(GIVEN PASSAGE Opens)
Overall, PMDDA showed better coverage than both CAMERA or RAMClustR for untargeted MS2 collection and annotation of metabolites measured in MS1 scan. This may be due to the fact that CAMERA and RAMClustR use pre-defined paired mass distances for adducts or redundant peaks, which may not accurately represent the specific sample type. PMDDA, on the other hand, employs a data-driven process (GlobalStd algorithm [17]) to find high frequency paired mass distances within the pseudo spectra, which may cover more unknown adducts or redundant peaks [17]. As shown in Additional file 1: Fig. S4 and S5, some of the high frequency PMDs belong to known adducts (e.g. 21.98 Da for sodium adducts, 18.01 Da for neutral loss of water) while others might belong to unknown adducts, oligomers or combinations of known adducts. Another difference between PMDDA, CAMERA, and RAMClustR is the software design. The pmd package is designed to remove redundant peaks while CAMERA and RAMClustR are designed for annotation directly from the feature peak table. As such, the latter algorithms have not been optimized for generating a precursor list for MS/MS which may have decreased performance compared to PMDDA.
When we include the results from iDD with the PMDDA selected precursor as the preferred list, the annotation performance can be further improved. However, PMDDA contains some unique annotations missing by iterative DDA (see Additional file 1: Fig. S3). On the other hand, as shown in Additional file 1: Fig. S6, iDDA can cover compounds with lower MS1 full scan intensity missing by other methods. A combination of PMDDA as preferred ions list and iDDA data collection should be considered to reach a larger coverage of peaks found in MS1 full scan when the hardware supports such data acquisition mode.
Compounds identified in both negative and positive ionization modes
To expand metabolite coverage, the same sample is typically analyzed under both negative and positive electrospray ionization modes for a given chromatography and statistical analysis performed separately for both assays. However, compounds do not show the same ionization behavior in different modes, and respective peaks may be present in only one ionization mode or in both. This causes challenges for statistical analysis methods, such as false discovery rate control, which are highly dependent on the independent numbers of total compounds [30]. To overcome this, connections between negative and positive mode can be built after MS/MS annotation or identification, which might introduce bias on downstream statistical analysis. A previous study used correlation analysis to screen the same compounds in both modes [31], which can be influenced by redundant peaks from the same compounds. As an alternative, untargeted features present in both positive mode and negative mode can be determined using PMD.
(GIVEN PASSAGE Closes)
(STORED DATA Opens)
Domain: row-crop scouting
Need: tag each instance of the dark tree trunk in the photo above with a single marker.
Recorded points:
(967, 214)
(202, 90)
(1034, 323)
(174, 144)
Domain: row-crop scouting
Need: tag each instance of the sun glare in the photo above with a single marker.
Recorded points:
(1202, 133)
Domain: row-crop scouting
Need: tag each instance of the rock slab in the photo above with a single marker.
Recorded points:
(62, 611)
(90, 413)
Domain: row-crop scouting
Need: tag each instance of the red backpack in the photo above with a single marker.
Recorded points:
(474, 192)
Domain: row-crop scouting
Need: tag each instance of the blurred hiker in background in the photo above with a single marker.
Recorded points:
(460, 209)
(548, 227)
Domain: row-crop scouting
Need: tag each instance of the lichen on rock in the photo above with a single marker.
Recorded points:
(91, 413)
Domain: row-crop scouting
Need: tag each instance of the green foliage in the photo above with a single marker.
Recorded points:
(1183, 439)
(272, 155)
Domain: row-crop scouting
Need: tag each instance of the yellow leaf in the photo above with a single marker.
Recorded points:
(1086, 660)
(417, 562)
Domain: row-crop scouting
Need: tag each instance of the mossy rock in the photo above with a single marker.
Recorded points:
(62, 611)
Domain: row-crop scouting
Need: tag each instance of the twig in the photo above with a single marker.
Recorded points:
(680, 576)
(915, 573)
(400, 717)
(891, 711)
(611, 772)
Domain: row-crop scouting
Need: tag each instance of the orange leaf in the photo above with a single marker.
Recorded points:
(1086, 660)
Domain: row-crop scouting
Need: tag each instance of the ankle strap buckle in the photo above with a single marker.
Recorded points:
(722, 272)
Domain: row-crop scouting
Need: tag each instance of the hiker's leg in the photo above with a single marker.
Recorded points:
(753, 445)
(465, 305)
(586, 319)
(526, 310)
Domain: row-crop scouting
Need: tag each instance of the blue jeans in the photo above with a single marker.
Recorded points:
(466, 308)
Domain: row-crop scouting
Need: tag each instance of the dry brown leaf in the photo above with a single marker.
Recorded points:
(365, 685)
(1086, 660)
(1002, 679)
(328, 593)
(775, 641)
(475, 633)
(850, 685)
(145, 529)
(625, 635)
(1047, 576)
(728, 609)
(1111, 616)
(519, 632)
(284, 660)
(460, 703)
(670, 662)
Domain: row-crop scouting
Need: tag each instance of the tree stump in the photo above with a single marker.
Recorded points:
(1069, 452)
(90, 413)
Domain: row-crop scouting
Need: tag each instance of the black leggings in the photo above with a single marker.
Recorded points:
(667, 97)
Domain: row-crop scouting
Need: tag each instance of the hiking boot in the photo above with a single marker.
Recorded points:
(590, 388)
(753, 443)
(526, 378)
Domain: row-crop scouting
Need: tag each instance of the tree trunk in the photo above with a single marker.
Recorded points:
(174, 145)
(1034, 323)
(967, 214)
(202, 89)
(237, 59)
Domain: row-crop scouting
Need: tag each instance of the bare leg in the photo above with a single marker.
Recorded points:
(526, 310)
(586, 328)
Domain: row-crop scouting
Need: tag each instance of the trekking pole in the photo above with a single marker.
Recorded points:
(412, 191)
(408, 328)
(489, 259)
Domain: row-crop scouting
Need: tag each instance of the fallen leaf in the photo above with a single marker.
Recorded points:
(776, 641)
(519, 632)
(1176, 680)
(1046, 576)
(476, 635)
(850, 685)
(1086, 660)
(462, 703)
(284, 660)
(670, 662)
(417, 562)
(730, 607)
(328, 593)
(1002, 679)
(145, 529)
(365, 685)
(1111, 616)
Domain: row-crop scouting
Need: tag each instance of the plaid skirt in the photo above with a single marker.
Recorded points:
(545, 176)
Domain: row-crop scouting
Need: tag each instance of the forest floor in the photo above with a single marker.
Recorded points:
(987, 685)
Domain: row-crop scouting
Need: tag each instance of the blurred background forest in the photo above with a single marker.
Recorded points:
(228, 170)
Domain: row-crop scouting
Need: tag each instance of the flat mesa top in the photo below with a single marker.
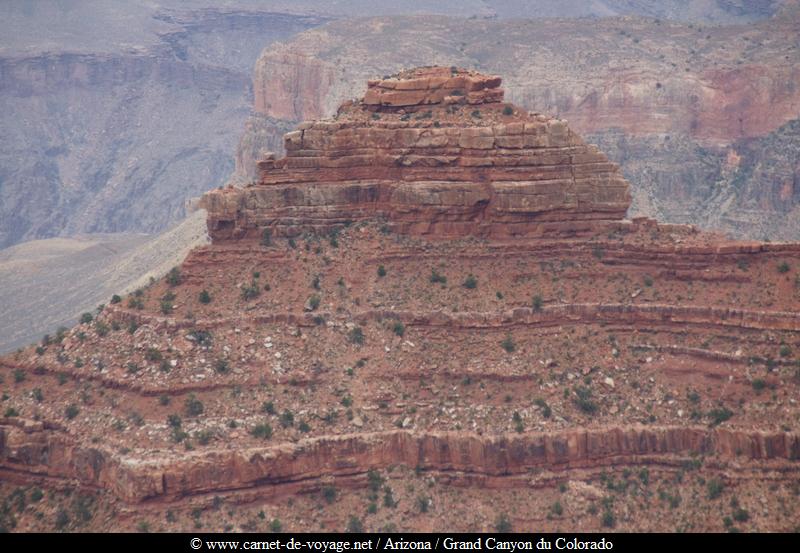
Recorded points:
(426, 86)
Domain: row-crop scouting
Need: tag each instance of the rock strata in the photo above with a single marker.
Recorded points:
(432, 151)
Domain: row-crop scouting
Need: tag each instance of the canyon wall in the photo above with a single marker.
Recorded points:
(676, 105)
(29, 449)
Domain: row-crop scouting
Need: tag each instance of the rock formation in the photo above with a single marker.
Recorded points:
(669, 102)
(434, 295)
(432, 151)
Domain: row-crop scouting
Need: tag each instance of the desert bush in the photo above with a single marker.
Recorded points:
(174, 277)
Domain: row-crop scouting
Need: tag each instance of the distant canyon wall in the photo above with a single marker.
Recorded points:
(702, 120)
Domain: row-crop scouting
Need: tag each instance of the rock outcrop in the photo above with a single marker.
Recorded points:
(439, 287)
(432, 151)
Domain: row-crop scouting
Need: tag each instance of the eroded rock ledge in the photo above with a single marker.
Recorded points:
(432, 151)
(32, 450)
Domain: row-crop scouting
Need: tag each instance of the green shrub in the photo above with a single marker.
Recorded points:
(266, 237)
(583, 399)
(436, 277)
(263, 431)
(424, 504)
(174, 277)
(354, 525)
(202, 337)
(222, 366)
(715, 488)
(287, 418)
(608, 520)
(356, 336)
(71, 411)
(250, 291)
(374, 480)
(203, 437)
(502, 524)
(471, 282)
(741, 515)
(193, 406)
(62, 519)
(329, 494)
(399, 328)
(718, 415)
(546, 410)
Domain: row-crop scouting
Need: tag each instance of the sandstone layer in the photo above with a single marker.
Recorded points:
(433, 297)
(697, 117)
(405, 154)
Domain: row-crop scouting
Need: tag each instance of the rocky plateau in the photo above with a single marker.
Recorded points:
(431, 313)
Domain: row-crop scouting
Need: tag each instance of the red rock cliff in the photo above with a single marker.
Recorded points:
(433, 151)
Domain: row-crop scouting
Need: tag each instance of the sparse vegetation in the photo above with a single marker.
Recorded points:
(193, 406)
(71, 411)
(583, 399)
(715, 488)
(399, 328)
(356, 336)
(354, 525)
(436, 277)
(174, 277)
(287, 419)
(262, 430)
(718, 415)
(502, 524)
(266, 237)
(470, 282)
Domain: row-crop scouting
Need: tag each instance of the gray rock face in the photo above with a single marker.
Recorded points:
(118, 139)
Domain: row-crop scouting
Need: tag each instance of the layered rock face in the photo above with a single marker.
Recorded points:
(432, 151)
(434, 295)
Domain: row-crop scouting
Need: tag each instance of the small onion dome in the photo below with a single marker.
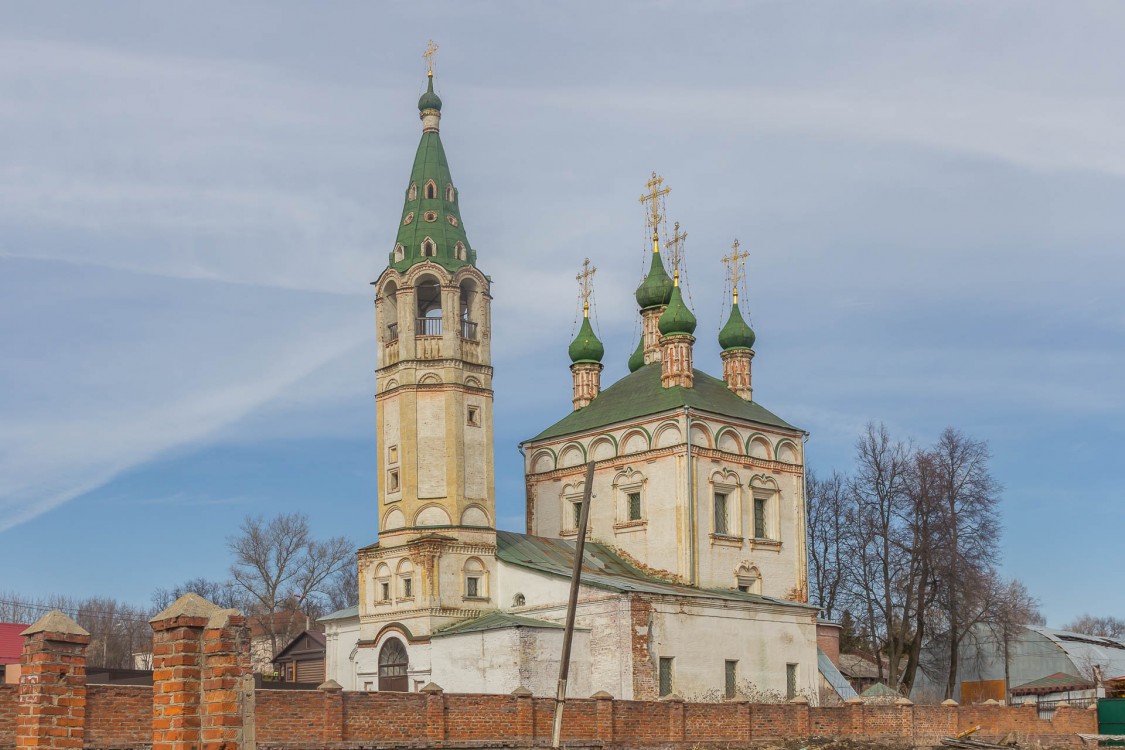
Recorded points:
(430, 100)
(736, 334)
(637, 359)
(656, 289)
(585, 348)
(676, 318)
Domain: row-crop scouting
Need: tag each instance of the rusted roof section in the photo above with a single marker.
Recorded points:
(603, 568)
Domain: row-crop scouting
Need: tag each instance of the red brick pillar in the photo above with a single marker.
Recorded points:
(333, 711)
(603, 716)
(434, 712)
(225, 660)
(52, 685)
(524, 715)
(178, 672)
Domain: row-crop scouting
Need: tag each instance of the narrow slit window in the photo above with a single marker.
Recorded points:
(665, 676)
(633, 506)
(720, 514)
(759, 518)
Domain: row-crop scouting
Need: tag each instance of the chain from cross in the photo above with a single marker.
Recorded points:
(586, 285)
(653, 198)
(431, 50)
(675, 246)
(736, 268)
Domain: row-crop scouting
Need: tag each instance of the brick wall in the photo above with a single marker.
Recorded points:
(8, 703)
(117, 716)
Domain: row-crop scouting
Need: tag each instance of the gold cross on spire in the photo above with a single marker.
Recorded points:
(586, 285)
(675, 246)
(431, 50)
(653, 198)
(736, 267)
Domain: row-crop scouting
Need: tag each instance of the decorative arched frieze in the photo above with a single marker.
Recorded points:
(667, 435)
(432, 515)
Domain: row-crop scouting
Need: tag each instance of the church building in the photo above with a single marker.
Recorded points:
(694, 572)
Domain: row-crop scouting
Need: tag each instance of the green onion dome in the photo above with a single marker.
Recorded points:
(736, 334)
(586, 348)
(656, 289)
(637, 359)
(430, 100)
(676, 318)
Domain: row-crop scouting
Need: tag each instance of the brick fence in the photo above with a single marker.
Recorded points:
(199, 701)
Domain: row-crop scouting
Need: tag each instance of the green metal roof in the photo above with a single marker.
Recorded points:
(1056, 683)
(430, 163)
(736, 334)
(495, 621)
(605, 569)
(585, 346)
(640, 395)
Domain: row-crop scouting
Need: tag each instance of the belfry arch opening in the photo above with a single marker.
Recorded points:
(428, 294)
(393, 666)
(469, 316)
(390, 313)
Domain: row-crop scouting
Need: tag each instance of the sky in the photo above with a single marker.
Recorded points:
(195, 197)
(STORED DATA Closes)
» ASSIGNMENT 1
Retype the portion of the PMDDA discussion starting with "When we include" and going on through "data acquisition mode.".
» ASSIGNMENT 2
Extend the PMDDA discussion from the point where it stops.

» OUTPUT 1
When we include the results from iDD with the PMDDA selected precursor as the preferred list, the annotation performance can be further improved. However, PMDDA contains some unique annotations missing by iterative DDA (see Additional file 1: Fig. S3). On the other hand, as shown in Additional file 1: Fig. S6, iDDA can cover compounds with lower MS1 full scan intensity missing by other methods. A combination of PMDDA as preferred ions list and iDDA data collection should be considered to reach a larger coverage of peaks found in MS1 full scan when the hardware supports such data acquisition mode.

» OUTPUT 2
Untargeted features present in both positive and negative mode can be linked by paired mass distance of 2.02 Da representing the difference between [M + H]+ and [M − H]− in the two modes. For SRM samples, we found 100 peaks that could be linked with 2.02 Da within a retention time shift of 10 s (see Fig. 3). MS/MS annotation of those 100 peaks using PMDDA identified 35 unique compounds with GNPS, only 2 of which had the same annotation [PE(P-16:0/20:4) and PE(P-16:0/18:2)] in both negative and positive mode, due to the absence of a library spectra in the opposite mode. Since spectral annotation databases might contain a more expansive coverage of only one ionization mode for certain compounds, linking through PMD could both reduce the potential redundant annotations and facilitate annotation of unknowns. By linking features in positive and negative mode, the total number of independent metabolites is reduced for choosing the appropriate downstream statistical analysis. A limitation of the current algorithm is that this linkage only works on data analyzed on the same chromatography column and gradient.
Reproducible research
We aimed to maximize reproducibility of this research. Therefore, we used SRM samples that are commercially available and commonly used in metabolomics workflows, and made the raw data accessible online for future potential research purposes. In order to provide full transparency on the data analysis, we choose a command line based script within a graphic user interface to make sure every step is recorded and reproducible by other researchers [27]. A docker image, xcmsrocker was created based on Rocker image [32], which pre-installs most of the R-based metabolomics and NTA data analysis software. This docker image is available online and can be installed on any personal computer, workstation, or cloud computation platform with RStudio as IDE33. Software used for this workflow such as IPO, xcms, pmd, CAMERA, and RAMClustR had been pre-installed. The R package rmwf (https://github.com/yufree/rmwf) is also included with the data processing script of this PMDDA workflow as a template, as well as other workflow templates such as peak picking, annotation, or statistical analysis for different software. ‘xcmsrocker’ is freely available for download at https://hub.docker.com/r/yufree/xcmsrocker and source code on GitHub (https://github.com/yufree/xcmsrocker) [34].